**Stated problem:** Render the records as a Markdown table with the columns "Row" and "Line", starting at the line that contains "Point to the power" and running through the end of the records, both ends included. Number each row and leave out blank lines.

**Records for the task:**
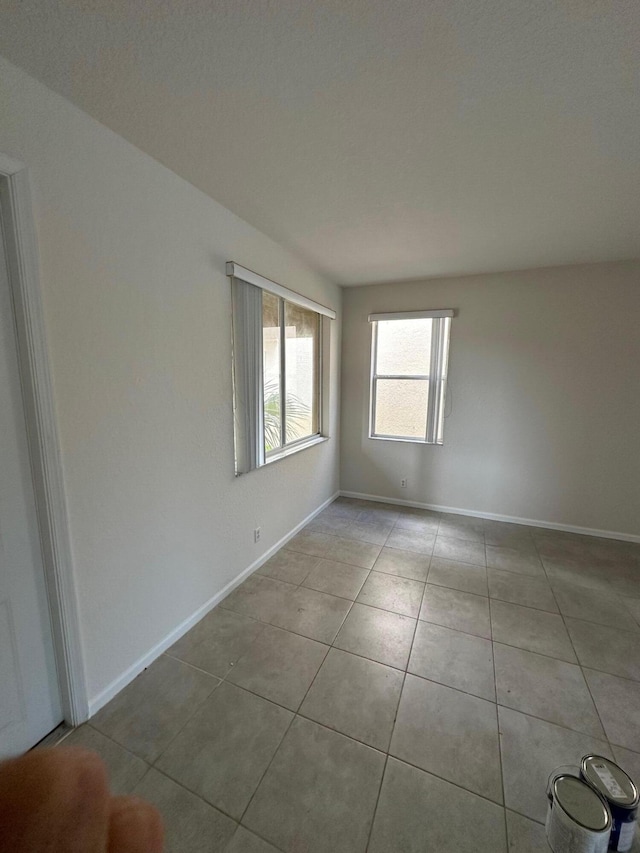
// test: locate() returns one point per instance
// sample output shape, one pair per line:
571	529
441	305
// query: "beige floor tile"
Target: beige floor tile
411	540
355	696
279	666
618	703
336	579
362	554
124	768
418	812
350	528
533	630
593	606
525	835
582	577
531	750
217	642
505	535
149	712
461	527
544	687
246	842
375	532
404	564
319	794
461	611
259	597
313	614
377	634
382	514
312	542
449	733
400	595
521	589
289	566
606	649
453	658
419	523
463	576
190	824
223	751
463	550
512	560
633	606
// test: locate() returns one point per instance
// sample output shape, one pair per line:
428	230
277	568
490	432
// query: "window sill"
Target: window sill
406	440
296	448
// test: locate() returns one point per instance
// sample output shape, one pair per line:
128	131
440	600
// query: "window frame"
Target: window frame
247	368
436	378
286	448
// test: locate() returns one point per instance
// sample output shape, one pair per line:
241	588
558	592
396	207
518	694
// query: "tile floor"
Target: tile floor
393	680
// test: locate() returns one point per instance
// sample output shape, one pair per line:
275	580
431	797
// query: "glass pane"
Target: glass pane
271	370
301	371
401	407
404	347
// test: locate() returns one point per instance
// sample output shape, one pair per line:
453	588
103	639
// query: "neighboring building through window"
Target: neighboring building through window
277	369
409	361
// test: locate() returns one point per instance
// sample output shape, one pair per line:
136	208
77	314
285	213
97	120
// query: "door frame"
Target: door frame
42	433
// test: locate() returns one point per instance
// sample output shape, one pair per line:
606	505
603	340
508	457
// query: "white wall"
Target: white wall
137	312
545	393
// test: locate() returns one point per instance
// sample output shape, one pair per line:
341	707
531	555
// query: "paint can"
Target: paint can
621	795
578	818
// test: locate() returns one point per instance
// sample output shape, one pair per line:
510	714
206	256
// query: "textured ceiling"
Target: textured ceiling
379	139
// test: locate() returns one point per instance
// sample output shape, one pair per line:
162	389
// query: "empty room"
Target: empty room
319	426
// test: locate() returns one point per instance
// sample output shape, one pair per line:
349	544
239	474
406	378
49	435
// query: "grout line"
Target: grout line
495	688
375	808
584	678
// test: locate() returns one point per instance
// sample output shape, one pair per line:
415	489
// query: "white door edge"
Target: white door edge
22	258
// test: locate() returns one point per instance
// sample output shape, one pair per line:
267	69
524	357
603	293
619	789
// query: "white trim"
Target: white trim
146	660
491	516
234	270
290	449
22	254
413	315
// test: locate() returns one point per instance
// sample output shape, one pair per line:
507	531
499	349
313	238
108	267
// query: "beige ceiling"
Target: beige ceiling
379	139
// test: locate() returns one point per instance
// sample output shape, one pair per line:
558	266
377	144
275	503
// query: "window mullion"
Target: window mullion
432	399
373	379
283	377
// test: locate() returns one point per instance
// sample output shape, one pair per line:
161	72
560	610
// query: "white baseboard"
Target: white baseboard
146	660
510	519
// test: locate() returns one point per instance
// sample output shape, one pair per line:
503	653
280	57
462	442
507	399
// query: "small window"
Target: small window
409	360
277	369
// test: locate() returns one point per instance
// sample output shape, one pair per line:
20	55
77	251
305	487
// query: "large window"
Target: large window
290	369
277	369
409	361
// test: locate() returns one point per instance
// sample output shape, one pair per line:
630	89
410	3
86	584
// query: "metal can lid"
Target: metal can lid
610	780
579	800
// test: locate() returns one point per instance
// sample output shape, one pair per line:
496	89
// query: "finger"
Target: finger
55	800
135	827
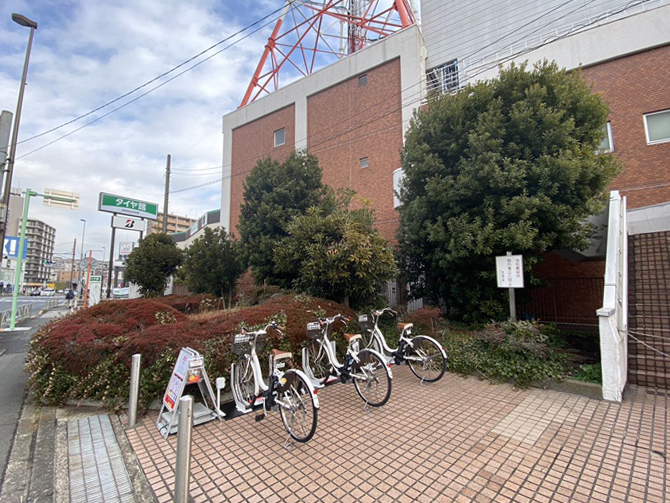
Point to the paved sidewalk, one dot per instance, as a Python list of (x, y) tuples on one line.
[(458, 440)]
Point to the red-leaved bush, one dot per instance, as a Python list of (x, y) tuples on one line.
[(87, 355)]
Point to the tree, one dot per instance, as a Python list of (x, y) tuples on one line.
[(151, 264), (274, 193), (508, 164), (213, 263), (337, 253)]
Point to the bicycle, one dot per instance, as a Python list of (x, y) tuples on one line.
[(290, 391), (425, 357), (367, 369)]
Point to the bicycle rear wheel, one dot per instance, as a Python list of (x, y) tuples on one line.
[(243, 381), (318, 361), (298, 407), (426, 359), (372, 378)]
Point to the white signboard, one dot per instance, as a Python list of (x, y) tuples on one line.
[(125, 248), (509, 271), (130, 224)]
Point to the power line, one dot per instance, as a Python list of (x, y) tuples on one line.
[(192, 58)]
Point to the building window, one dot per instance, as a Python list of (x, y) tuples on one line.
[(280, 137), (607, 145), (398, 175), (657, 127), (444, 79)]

**Expected answer:**
| Row | Line |
|---|---|
| 1 | Point to the power line, one dot per instance, as a Python list of (x, y) tuples on one line. |
| 2 | [(192, 58)] |
| 3 | Point to the building window, one dot per instance, as a Python list of (x, y) tuples on one line. |
| 4 | [(280, 137), (607, 145), (398, 175), (657, 127), (444, 79)] |